- Saved entries:
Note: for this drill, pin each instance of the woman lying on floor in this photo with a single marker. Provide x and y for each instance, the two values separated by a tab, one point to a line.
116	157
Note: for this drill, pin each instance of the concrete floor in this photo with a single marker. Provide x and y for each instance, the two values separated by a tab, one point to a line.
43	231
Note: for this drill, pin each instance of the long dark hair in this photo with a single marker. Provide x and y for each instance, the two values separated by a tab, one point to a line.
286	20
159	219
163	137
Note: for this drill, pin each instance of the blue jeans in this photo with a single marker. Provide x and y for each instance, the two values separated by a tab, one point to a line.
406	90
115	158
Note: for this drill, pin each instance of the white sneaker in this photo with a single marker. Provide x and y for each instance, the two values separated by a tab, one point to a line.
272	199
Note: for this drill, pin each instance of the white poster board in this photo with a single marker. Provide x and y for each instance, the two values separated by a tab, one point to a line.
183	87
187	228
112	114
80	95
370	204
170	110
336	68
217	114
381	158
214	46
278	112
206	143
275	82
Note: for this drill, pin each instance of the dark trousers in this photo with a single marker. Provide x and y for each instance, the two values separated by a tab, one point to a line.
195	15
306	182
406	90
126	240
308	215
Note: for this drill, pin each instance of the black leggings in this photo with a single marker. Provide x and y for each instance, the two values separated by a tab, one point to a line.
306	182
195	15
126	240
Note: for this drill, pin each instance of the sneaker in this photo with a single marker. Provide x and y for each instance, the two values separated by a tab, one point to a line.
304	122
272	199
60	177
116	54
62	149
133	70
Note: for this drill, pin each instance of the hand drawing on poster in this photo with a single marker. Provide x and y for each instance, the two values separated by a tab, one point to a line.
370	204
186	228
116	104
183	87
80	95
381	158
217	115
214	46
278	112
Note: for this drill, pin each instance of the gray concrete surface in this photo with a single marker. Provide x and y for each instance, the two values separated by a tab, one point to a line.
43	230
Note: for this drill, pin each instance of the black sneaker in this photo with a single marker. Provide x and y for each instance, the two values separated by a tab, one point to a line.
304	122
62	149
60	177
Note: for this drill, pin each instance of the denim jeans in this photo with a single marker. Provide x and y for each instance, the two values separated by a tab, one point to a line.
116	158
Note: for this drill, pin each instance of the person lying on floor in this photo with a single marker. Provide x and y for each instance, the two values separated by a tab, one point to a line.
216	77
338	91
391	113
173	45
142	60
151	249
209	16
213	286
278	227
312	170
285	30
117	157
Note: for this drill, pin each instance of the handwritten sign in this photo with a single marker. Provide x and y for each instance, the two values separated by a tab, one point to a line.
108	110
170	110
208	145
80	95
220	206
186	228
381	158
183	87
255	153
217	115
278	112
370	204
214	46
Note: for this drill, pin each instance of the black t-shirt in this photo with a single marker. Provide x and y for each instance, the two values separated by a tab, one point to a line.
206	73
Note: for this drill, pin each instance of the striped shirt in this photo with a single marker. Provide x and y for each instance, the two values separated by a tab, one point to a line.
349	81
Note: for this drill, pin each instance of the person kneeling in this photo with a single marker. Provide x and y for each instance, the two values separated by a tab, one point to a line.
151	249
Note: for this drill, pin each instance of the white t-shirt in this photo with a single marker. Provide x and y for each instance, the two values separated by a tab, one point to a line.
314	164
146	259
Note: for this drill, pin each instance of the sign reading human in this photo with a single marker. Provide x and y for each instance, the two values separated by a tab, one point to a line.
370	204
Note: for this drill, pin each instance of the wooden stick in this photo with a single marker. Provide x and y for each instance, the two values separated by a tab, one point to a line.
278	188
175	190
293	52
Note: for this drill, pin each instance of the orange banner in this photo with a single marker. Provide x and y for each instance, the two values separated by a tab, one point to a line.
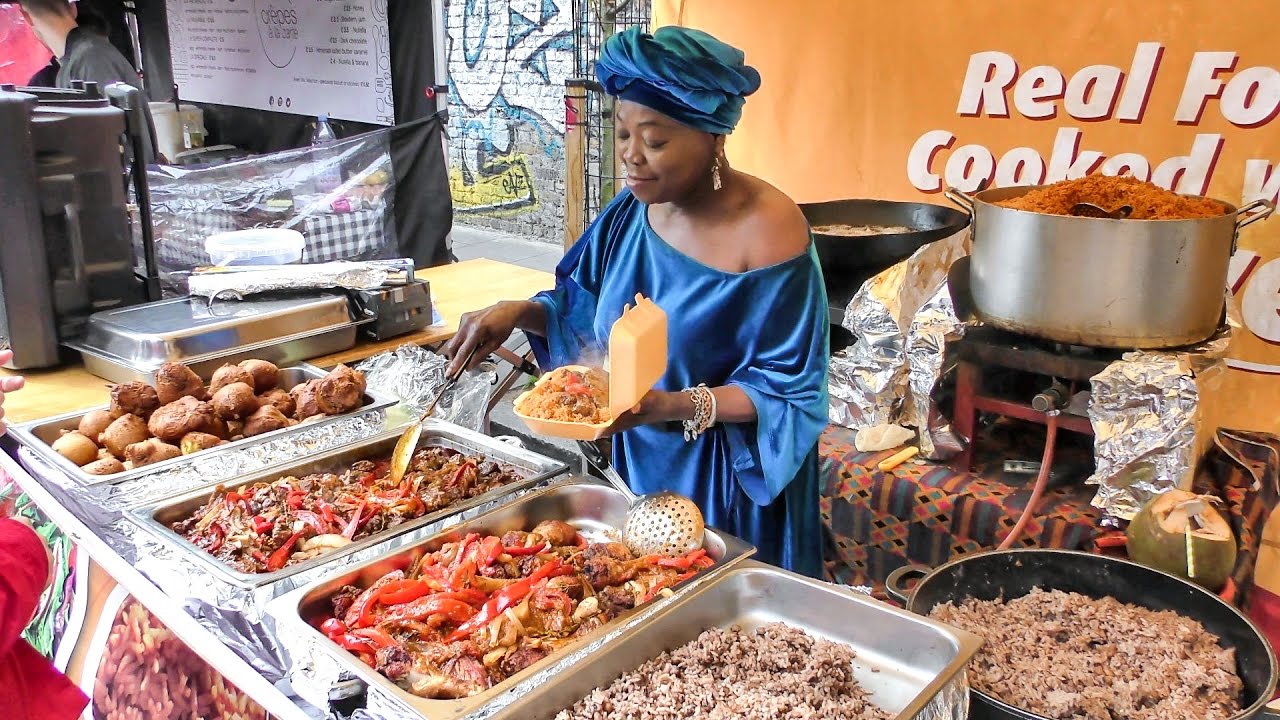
899	100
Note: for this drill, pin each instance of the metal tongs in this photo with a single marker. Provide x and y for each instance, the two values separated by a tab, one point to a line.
407	442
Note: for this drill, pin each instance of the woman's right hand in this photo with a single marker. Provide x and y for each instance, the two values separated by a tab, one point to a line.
484	331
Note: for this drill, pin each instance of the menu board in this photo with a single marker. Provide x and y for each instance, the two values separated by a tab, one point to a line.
301	57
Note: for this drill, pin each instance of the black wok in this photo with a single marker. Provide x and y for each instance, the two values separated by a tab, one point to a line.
849	255
1013	573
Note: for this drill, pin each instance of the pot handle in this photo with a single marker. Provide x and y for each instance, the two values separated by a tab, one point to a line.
1243	215
967	201
895	584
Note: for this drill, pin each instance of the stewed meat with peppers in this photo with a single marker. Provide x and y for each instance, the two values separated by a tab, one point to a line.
264	527
480	610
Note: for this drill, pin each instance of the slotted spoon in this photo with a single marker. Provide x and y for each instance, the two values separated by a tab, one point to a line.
659	523
407	443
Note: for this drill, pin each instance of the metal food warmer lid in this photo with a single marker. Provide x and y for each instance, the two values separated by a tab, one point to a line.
191	329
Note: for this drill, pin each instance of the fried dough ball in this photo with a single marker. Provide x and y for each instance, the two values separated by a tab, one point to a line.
306	400
264	420
77	447
123	432
195	442
228	374
234	401
182	417
135	399
150	451
341	391
104	466
265	374
280	400
174	381
92	424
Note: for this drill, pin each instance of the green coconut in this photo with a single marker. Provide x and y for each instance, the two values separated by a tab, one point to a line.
1183	534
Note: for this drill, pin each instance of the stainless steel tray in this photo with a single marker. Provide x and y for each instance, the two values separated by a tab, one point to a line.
904	660
588	505
40	434
131	343
533	469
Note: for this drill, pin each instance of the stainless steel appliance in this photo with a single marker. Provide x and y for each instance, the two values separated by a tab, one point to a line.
67	249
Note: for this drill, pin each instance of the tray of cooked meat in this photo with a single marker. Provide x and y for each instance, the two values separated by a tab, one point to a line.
150	428
758	642
291	518
453	621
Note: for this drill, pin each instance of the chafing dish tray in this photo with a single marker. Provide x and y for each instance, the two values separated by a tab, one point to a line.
131	343
531	468
594	509
40	434
904	660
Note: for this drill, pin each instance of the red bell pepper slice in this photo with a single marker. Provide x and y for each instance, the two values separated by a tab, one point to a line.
526	550
280	557
405	591
361	613
350	533
438	605
311	520
379	637
507	597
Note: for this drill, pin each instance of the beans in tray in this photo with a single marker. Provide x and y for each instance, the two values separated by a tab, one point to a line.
483	609
178	415
268	525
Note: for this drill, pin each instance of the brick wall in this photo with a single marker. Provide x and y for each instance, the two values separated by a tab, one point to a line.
508	60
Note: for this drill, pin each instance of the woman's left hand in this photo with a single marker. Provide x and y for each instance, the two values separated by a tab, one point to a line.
657	406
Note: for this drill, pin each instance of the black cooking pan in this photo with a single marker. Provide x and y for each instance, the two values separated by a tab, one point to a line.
849	255
1013	573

- WHAT TO DO:
Print all the lines above again exactly, without any pictures.

- FINISHED TASK:
Note: for this drill, pin each instance of the woman lying on floor in this photo with a single marker. Provide x and y for each instance, the two values separated by a tab, one point to a line.
116	157
Note: for this drill, pin each instance of the concrete floor in this photo with a single marker. Provide x and y for each instance, the two values separated by a tab, one point to a line.
43	231
Note: for this drill, pin each instance of the long dark hair in this photo with a single marker. Provide x and y for each instance, the two values separated by a tab, one point to a line.
286	20
159	219
163	137
Note: for this drill, pin each instance of the blue jeans in this photo with a single marker. Provide x and y for each instance, the two values separated by a tab, one point to a line.
406	90
115	158
Note: for this drill, pin each instance of the white sneaker in this photo with a single marker. Provide x and y for each instance, the two values separated by a tab, one point to a line.
272	199
Note: for this drill, pin each instance of the white poster board in this photo with a single marker. Provide x and y for each instance, the two values separated by a tab, one point to a line.
183	87
187	228
112	114
80	95
370	204
170	110
336	68
217	114
381	158
214	46
278	112
206	143
275	82
Note: for this drill, pin each instance of the dark trousers in this photo with a single marker. Provide x and y for each instance, the two values separated by a tab, one point to a line.
195	15
306	182
406	90
126	240
308	215
Note: for this drill, pin each instance of the black leggings in this photo with a single marker. Provide x and y for each instance, the two values separated by a tab, one point to a line.
306	182
195	15
126	240
Note: for this drill, pin each instance of the sneaker in this photo with a single marker. Provide x and y for each instance, the two values separated by a tab, one point to a line.
304	122
272	199
60	177
116	54
62	149
133	70
Note: for this drill, pin each instance of the hand drawing on poster in this photo with a single marker. Provide x and y for each instance, the two values separated by a tab, one point to a line.
370	204
186	228
116	104
183	87
80	95
381	158
217	115
214	46
278	112
Note: for this drill, pin each instance of the gray concrete surface in this photo with a single marker. Provide x and y for each instance, the two values separated by a tab, one point to a line.
43	230
Note: for this drill, pin each instance of the black sneaker in this photo with a single marker. Provide x and y for each instance, the two values separated by a tab, one point to a line.
304	122
62	149
60	177
Note: for this drill, pin each instance of the denim jeans in this photo with a single marker. Provide x and y for each instance, the two values separated by a tab, one point to a line.
116	158
Note: for this drill, pin each instance of the person lying on floor in this photo with a single marker. Provide x and y for each instance, the two values separated by a tab, one point to a line.
216	77
338	91
391	113
173	45
142	60
151	249
209	16
213	286
278	227
312	170
285	30
117	157
Note: for this drill, pin each instance of the handwritten sign in this photo with a single marker. Provide x and y for each instance, the two values separated by a tab, one point to a line.
108	110
170	110
208	145
80	95
220	206
186	228
381	158
183	87
255	153
217	115
278	112
370	204
214	46
Note: for this drill, pin each instance of the black t-shirt in this photo with a single marker. Provide x and y for each instance, the two values separated by a tab, one point to a line.
206	73
Note: for this drill, pin each instance of the striped shirt in this photo with a single marker. Provide x and y for each instance, the two values separated by a tab, one point to a line.
349	81
Note: for this drill, pin each instance of the person kneeling in this photo with a single marker. Provide x and y for each instance, the two values separated by a tab, one point to a line.
151	249
Note: for this drill, pin each instance of the white t-shirt in this photo with a single marker. Provide x and y for each instance, the two values separated by a tab, one point to a line.
314	164
146	259
Note: for this drill, pin each instance of the sign reading human in this photo with a single marker. Provide x and y for each instance, the two values separated by a tab, one point to a line.
370	204
Note: for this drill, pin each instance of the wooden stick in this photo with a single marker. Provide x and y for each instance, the two values separated by a tab, one point to a line.
278	188
175	190
293	52
Note: for this drill, pin each instance of the orange banner in this photo with a single marker. Provide x and y for each instance, the two values separated by a tab, one point to a line.
899	100
Note: for this drill, pin each instance of the metal tongs in this photo with a single marker. Provide x and y for each instance, the two values separated by a tab, one point to a line.
407	442
Note: for this drill, pin each instance of the woman's right hand in this photo with a single marker. Provide x and y for each instance, the two values separated by a tab, one point to a line.
484	331
Note: for this drill, pin each instance of the menu board in this photo with a single marker. Provide x and y for each instance, the two values separated by a tab, one point to a line.
301	57
Note: for this drill, pin each instance of the black wok in this photo with a single marker. Provide x and y for each instance, the two values separated by a tab, one point to a line.
849	255
1013	573
Note: for this drill, pin each instance of the pot handle in this photo with a single marker. Provide x and y for each instance, the two values separated by a tab, one point to a line.
1243	215
967	201
895	584
Note: for this drill, pin each instance of the stewed meat with peppers in this photo with a single marker. Provide x and y for each instance, the two values separated by a tab, one point to a line.
264	527
480	610
Note: for this drill, pin each instance of the slotted spoon in this photo with a single marker. Provide x and y for each instance, the two values separated by a tab, one point to a line.
659	523
407	443
Note: for this drill, pin each instance of the metal food warmer lid in this photo with a single marker. Provide x and y for each instance, the two values separated by a tab, one point to a line.
191	329
Note: for this drill, pin each instance of the fried dough ball in this photo with a single marker. Provide x and y for each instance, the two values separated by a tab, one point to a line.
306	400
264	420
77	447
123	432
195	442
228	374
234	401
182	417
135	399
150	451
341	391
104	466
265	374
280	400
174	381
92	424
Note: for this drill, pin each instance of the green coconut in this photo with a single marker. Provide x and y for each instance, the two values separated by a tab, one point to a line.
1183	534
Note: for this drill, pin each instance of the stainless steel tray in this photo with a single marker. Provide x and y for each instance, the two values separated by a tab, one point to a line.
904	660
588	505
40	434
131	343
533	469
Note: for this drill, pin each instance of the stainless steel appliance in this photo with a single marker. Provide x and y for each instance, the two values separated by a tab, one point to a line.
67	249
Note: for this drill, pin each instance of the tray of cooked meat in this photo with a single marker. Provide x and y for each instance, the two values separated by a tab, one point to a line.
150	428
758	642
291	518
453	621
Note: for this drill, pin each instance of the chafing dish tray in this photo with a single marker. Provide x and y for each instance, the two values separated by a tab, one point to a line.
131	343
531	468
594	509
40	434
904	660
Note: for this drill, pin each instance of the red bell pepper slice in this photo with a single marker. Provide x and y for each instance, the two values separated by a tab, one point to a line.
526	550
280	557
405	591
361	613
350	533
438	605
311	520
379	637
507	597
Note: for this drill, pin each instance of the beans in tray in this photo with a single marker. Provide x and y for each instance, the two values separated by a tab, one point to a line.
483	609
178	415
268	525
Note: for this drill, pin each instance of the brick wall in this photo with a single marker. Provide x and y for each instance, the two values separated by a tab, one point to a line.
508	60
Note: for this drill, pin each instance of the woman's left hand in this photo with a single marker. Provide x and y for each instance, the two values separated by a tab, one point to a line.
657	406
Note: for this drill, pin each instance of the black cooking pan in this photo with a single marker. Provide x and y for each instance, the two values separated by a tab, one point to a line.
849	255
1013	573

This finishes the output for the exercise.